EXERCISE GOAL = Transcribe the entries that come next exactly, but not the pictures they contain.
*** DATA
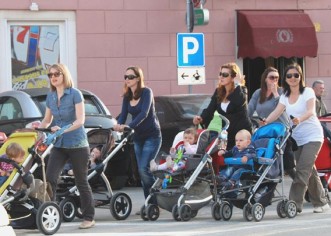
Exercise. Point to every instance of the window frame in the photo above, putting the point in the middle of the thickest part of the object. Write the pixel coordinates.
(66, 20)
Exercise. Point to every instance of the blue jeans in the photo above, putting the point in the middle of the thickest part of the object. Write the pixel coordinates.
(146, 150)
(79, 158)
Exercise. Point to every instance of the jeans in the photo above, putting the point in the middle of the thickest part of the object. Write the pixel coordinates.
(306, 176)
(79, 158)
(146, 150)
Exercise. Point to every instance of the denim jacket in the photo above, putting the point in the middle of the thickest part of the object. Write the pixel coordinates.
(65, 114)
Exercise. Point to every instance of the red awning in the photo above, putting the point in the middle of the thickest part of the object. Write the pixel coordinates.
(275, 34)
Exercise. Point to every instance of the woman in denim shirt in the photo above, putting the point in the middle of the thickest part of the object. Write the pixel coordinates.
(65, 105)
(139, 102)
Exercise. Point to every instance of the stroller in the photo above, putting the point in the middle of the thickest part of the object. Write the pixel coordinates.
(257, 188)
(25, 208)
(68, 195)
(190, 187)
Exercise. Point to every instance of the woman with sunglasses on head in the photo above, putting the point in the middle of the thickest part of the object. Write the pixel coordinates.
(298, 102)
(229, 100)
(138, 101)
(64, 106)
(264, 100)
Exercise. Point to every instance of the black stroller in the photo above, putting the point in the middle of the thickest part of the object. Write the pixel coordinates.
(68, 195)
(257, 187)
(190, 187)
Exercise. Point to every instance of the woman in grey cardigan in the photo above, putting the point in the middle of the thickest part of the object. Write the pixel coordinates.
(264, 101)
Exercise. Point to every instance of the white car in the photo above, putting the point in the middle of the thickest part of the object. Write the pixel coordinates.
(5, 229)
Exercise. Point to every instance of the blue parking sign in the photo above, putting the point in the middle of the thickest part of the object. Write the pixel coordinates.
(190, 49)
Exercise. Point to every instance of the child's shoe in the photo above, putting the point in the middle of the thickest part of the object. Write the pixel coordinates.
(227, 185)
(169, 162)
(153, 166)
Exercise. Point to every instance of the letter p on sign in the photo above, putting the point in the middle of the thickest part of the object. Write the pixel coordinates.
(190, 50)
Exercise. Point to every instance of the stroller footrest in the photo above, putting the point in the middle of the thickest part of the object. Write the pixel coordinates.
(265, 161)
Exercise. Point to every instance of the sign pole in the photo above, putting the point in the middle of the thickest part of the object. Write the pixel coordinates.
(190, 25)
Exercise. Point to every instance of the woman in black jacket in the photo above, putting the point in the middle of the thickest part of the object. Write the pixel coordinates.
(229, 100)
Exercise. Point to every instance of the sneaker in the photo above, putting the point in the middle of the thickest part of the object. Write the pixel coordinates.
(153, 166)
(169, 162)
(321, 209)
(87, 224)
(227, 185)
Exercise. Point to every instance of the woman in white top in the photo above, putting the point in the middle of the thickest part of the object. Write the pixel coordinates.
(299, 102)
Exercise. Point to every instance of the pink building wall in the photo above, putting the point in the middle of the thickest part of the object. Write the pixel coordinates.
(114, 34)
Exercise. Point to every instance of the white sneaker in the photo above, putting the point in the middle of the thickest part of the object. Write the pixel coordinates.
(153, 166)
(321, 209)
(170, 162)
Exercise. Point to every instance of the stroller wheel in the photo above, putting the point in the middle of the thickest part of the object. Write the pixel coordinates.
(194, 213)
(69, 209)
(175, 213)
(257, 212)
(291, 209)
(226, 210)
(307, 198)
(216, 211)
(120, 206)
(281, 209)
(143, 213)
(185, 212)
(153, 212)
(247, 212)
(48, 218)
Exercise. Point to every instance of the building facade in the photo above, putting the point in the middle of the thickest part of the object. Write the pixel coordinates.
(99, 39)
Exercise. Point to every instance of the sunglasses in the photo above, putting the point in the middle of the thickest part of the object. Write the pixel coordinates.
(295, 75)
(56, 74)
(224, 74)
(130, 77)
(273, 77)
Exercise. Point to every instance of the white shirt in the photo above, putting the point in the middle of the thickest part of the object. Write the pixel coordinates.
(306, 131)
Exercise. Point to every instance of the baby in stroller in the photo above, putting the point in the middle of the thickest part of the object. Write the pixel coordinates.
(174, 161)
(14, 153)
(244, 150)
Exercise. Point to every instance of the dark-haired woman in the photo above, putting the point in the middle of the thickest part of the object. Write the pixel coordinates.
(299, 101)
(229, 100)
(138, 101)
(264, 101)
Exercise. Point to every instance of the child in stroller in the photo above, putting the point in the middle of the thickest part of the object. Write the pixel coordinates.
(187, 145)
(243, 150)
(14, 153)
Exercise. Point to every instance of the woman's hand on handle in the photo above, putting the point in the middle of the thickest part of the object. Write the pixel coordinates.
(197, 120)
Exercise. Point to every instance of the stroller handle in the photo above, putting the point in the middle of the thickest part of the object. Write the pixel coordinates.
(53, 136)
(227, 122)
(46, 130)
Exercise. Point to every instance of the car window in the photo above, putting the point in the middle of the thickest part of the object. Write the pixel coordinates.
******
ANSWER FOR THIS EXERCISE =
Exercise. Point to every instance of the window frame in the photo above, putting the point in the middle of the thickest part of the object. Write the pixel coordinates.
(66, 20)
Exercise. Point to every instance of the blue jeans in the photo above, putting the point in the middle of the thickest part of the object. Write the pixel coordinates.
(146, 150)
(79, 158)
Exercise. Point to every instance of the jeans in the photo above, putting the point in the middle of the thickest part of the object. Write the pixel coordinates.
(306, 176)
(79, 158)
(146, 150)
Exercise. Point to every instance of the denim jacket in the photo above, putting the point in the middle of the thickest part of the object. Write the pixel coordinates.
(65, 114)
Exercise. Point to every instance of the red awning in the photo above, putting the point in the middle of the thickest part of the object. Write the pixel coordinates.
(275, 34)
Exercise. Point to every instance of the woman in denim shirt in the photo above, putting the point in the middle of the thickest part of the object. Write the pixel coordinates.
(65, 105)
(139, 102)
Exercise. Point to every instance of the stroller in the photo above, putting the point in the middle of the thickest part of the object. Write the pixel coordinates.
(257, 188)
(25, 208)
(68, 195)
(190, 187)
Exercise. Point to every instance of the woman with sunglasses on head in the photo above, putting the point in the middle of the thickest part of the object. Write the pixel coordinates.
(298, 102)
(229, 100)
(138, 101)
(64, 106)
(264, 100)
Exercise. Point to every instance of the black stroller in the photo above, putting the point in the middle of the thickest part of the object. Write the pixel coordinates.
(68, 195)
(257, 187)
(190, 187)
Exercise. Point to every instance of the woman in grey cardigan in the photo above, putting the point in the middle of the thickest part of the object. Write the pixel coordinates.
(264, 101)
Exercise. Point to every instance of the white car in the photo above, putting the point in the middle of the thickest part of the object. Write the pixel coordinates.
(5, 229)
Exercise. Point to every instance of the blue parking sign in the photo above, putting the point in the middle of the thickest part of the object. Write the pixel coordinates.
(190, 49)
Exercise. Point to every instance of the child's shoe in the photo above, putting the point in the middle of the thickest part of the object. Write the pixel coordinates.
(227, 185)
(169, 162)
(153, 166)
Exercise. Point to every instance of the letter p on sign in the photo above, putting the point in the middle of the thickest part of the object. Write the pixel coordinates.
(190, 50)
Exercise. Point to every instance of the stroller footrest in the photo above, putting the point in the middle of the thickest part of the object. Write the pixel coordinates.
(265, 161)
Exercise. Point to every instance of the sign pole in the photo above, putting the point in the middle of the thickest part of the object. Write the pixel coordinates.
(190, 25)
Exercise. Point to every instance of the woman in black jacket in the photo above, putting the point in the middle of the thickest part of the object. Write the pixel coordinates.
(229, 100)
Exercise. Point to every instance of the sneaker in the photo above, putting the point in the middle of the thickest part of the object. Write the pixel coordinates.
(153, 166)
(169, 162)
(321, 209)
(87, 224)
(227, 185)
Exercise. Point to every instance of the woman in white top in the photo above, putting the point in the middle of the thickest part of the object. Write the pixel coordinates.
(299, 102)
Exercise. Point to every instance of the pink building wall in the photo above, putting the point in the middle of the thickest part of the object. Write the pixel coordinates.
(114, 34)
Exercise. Point to every instance of the white sneaker in the photo above, putting the point in the middle of the thickest part of the object. Write the pixel coordinates.
(153, 166)
(321, 209)
(170, 162)
Exercise. Point to every instance of the stroller wheel in the photo above, putting the point in the middle of the thickest part of the object. Write the pixel coordinates.
(194, 213)
(69, 209)
(175, 213)
(257, 212)
(291, 209)
(226, 210)
(307, 198)
(216, 211)
(120, 206)
(281, 209)
(143, 213)
(185, 212)
(153, 212)
(247, 212)
(48, 218)
Exercise. Point to every instance of the building facade in the photo above, putting the point in the middle of the thickest part of the object. Write the pixel coordinates.
(99, 39)
Exercise. Point to every instance of the sunglasses in the photo above, putting the point in the middle of the thickest part of the object. Write the pixel coordinates.
(295, 75)
(56, 74)
(224, 74)
(130, 77)
(273, 77)
Exercise. Point to every instance of the white shirt in the photo above, putting the point in the middle of the thickest part of the object. Write the pixel coordinates.
(306, 131)
Exercise. Point to every instance of the baby in stroller in the photo above, putting the point in the middle of the thickest part of the object. Write the pixel coordinates.
(174, 161)
(14, 153)
(244, 150)
Exercise. Point to every instance of the dark-haired woman in the photo above, putting the point in the middle of the thickest part of the object. Write the pixel coordinates.
(299, 101)
(229, 100)
(138, 101)
(264, 101)
Exercise. Point to every instance of the child in stroller in the photo above, putting the point in the middle of the thickest part of the object. Write the pixel coordinates.
(187, 145)
(243, 150)
(14, 153)
Exercise. Point to every instance of the woman's hand on handle in the photo above, putting the point in the middle of the thickest part of the object. Write the pixel coordinates.
(197, 120)
Exercise. Point to every instance of the stroller handle in the photo above, putting the point in the middle of the thickest part of the object. Write the pixel coordinates.
(53, 136)
(227, 122)
(46, 130)
Exercise. Point to every instance of the car window in the photo above, putting the point in the middle of the thickest part of the object. Write the pixel coordinates.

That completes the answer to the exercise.